Exercise A |
Duplicate the exhibition review word for word, everything from "But my main" down to "to the consumer.".
Exercise B |
According to the exhibition review, why does the show contrast with the MCNY show? Answer in one to three sentences.
Exercise C |
Write the next part of the exhibition review, picking up after its final sentence.

Document extract |
The projects are represented through fairly small wall-mounted reproductions of floor plans and photos, with wall texts that are a tad too long, and a few models on pedestals. Designers Andrew Bernheimer and Once Future succeed in tying together the Center for Architecture’s disjointed spaces, including stairwells, but the show struggles with the same constraints as all installations at the CfA: there seems little willingness or ability to break away from images on the wall. It thus contrasts with the MCNY show, where original materials in a variety of media do the talking. Only a cubic grid of aluminum tubes — suspended in the Center’s street-facing double-height space and alluding to the quantitative and spatial way in which we think of housing — gestures toward the site-specific installations that can make exhibitions more than a series of reproductions.
But my main issue with Designing Affordability is that it does not follow through on what it sets itself up to do: to explain what goes into the cost of housing in order to ask, first, what architecture has to do with it and, second, how this cost is passed on to the consumer.

Labeling and segmentation records |

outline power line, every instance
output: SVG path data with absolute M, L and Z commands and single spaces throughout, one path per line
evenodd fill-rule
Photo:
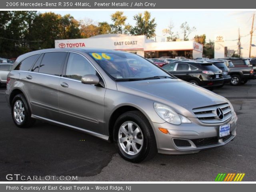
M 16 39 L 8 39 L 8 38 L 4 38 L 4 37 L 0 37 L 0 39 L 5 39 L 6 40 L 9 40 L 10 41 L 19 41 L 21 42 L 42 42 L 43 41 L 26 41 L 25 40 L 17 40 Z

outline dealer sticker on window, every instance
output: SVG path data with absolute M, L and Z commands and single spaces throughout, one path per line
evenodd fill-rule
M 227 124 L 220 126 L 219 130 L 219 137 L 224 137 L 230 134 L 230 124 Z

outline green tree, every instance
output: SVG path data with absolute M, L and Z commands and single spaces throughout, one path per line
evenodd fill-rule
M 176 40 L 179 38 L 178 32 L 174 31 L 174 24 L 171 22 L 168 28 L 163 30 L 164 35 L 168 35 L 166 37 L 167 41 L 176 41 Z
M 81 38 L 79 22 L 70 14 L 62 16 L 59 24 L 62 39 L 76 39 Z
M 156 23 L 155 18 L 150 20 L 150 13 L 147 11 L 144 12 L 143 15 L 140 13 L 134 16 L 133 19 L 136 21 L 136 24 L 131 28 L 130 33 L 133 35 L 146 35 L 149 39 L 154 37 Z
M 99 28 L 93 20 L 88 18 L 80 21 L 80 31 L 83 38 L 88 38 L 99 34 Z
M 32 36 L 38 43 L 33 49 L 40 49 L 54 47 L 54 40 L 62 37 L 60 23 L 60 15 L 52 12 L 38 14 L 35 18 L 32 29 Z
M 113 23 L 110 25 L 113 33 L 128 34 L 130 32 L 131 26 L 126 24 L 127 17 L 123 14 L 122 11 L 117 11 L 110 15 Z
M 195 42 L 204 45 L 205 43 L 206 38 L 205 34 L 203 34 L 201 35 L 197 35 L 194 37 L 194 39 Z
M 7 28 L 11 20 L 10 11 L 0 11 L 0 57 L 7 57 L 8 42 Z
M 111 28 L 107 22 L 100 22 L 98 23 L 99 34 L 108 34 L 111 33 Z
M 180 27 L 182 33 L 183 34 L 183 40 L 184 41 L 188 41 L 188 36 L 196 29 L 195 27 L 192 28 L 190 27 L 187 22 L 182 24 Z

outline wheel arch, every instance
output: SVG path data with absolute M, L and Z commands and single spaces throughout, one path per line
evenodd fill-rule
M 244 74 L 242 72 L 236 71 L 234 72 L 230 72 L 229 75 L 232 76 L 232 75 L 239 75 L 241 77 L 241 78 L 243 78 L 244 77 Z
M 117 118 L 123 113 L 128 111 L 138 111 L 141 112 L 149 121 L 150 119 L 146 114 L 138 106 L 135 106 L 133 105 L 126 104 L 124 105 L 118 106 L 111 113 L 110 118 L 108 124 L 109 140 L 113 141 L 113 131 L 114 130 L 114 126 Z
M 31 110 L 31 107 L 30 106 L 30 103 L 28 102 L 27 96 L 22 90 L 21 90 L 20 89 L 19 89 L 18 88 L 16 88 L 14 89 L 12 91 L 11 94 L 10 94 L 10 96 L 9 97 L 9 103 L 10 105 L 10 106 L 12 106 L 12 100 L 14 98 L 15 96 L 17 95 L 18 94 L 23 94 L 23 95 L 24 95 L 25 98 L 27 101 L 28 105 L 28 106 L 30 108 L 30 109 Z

* * *

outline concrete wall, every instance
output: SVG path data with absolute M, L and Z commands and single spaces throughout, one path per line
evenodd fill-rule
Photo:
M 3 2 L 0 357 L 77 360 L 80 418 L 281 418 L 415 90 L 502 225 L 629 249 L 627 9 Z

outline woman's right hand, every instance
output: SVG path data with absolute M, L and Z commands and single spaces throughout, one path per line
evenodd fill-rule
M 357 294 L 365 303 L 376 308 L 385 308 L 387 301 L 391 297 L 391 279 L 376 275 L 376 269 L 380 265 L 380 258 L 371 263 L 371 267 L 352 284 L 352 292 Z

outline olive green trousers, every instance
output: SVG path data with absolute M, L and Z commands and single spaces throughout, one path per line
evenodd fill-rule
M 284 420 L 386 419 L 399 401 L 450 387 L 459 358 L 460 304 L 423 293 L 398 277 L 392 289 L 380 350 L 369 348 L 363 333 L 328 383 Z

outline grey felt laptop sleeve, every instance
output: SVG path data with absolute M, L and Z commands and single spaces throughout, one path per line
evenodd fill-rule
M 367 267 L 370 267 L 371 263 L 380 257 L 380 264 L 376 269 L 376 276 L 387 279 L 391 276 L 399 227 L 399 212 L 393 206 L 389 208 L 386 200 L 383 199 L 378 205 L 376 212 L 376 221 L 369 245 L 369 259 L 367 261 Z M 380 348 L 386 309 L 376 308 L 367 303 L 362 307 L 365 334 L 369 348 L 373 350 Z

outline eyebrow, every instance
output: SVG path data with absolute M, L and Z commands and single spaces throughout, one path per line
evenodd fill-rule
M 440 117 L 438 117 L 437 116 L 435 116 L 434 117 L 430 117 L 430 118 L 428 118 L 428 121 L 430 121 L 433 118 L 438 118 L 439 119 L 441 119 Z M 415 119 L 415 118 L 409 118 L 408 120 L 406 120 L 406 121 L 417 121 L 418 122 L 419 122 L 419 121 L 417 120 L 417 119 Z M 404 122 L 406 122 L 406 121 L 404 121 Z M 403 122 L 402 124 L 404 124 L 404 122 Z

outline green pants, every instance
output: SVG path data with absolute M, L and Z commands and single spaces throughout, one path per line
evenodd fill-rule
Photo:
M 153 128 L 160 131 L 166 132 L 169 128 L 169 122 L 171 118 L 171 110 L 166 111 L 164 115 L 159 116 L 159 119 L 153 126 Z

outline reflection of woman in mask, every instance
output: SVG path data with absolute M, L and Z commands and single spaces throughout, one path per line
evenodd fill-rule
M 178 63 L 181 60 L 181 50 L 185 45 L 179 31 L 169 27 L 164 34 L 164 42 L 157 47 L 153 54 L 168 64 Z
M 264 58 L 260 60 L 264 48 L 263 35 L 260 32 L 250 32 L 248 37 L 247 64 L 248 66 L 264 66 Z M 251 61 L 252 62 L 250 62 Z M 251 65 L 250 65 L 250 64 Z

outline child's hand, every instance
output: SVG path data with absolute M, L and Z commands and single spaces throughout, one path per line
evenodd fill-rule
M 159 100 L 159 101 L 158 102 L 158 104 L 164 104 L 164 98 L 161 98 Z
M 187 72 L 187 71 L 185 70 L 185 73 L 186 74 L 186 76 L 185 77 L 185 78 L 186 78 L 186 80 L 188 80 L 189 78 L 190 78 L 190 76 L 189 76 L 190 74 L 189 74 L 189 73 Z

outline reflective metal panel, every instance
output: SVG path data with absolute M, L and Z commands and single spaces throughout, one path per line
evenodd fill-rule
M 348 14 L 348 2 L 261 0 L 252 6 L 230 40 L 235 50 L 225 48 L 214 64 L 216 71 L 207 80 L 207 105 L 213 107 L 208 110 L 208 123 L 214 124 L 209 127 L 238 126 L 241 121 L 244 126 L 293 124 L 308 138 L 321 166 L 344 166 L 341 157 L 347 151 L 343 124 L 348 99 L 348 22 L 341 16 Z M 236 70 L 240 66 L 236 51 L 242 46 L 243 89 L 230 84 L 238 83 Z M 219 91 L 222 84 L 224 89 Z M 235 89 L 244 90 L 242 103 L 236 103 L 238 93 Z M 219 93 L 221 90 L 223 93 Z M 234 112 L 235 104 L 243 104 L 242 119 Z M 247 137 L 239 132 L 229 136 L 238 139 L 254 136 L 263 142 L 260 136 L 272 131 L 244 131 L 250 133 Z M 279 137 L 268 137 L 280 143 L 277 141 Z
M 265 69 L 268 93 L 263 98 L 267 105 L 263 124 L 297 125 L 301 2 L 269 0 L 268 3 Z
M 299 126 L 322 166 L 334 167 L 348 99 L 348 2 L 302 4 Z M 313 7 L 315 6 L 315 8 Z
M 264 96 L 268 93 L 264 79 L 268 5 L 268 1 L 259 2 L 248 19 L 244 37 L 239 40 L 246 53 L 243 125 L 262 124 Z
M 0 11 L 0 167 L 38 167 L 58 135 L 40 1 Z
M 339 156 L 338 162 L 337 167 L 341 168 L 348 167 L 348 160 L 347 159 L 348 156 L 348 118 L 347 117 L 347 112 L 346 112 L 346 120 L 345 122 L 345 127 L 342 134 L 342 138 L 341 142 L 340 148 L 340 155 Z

Output A |
But my main issue with Designing Affordability is that it does not follow through on what it sets itself up to do: to explain what goes into the cost of housing in order to ask, first, what architecture has to do with it and, second, how this cost is passed on to the consumer.

Output B |
The show seems to have little willingness or ability to break away from images on the wall, relying on small reproductions of floor plans and photos. At the MCNY show, by contrast, original materials in a variety of media do the talking.

Output C |
The design team created a wonderful graphic feature — a yellow horizontal baseline and bar graph — that tracks through the entire show to illustrate the cost savings or increased expenditures of the featured projects in relation to the average 1,000-square-foot apartment in New York today. Development costs are broken down into Land, Site Work, Materials, Labor, Consultants, Financing, and Soft Costs; operating costs include Staffing, Insurance, Utilities, Taxes, and Operating. The translation into a seemingly simple graphic alone is a huge service to make visible and tangible issues often obscured in the discursive framework of architecture. For instance, the fact that servicing your loan is more costly than paying your architect and all other consultant fees combined should be a wake-up call as to how the decks are stacked. But some of the content is not entirely accurate: the exhibition’s assertion that materials generally constitute the largest cost while labor is only a fraction is debatable; land is often the largest or second-largest contributor to housing cost. Other content is left unexplained: where profits are located, what “Soft Costs” include. More unfortunate than these omissions is that the components of each project aren’t actually broken down into these categories. As the baseline courses through the case studies, we see only selected costs and their bars projecting either up or down — only symbolically indicating whether a particular project saved on land, labor, or utilities, to name just three. The actual project costs are never presented.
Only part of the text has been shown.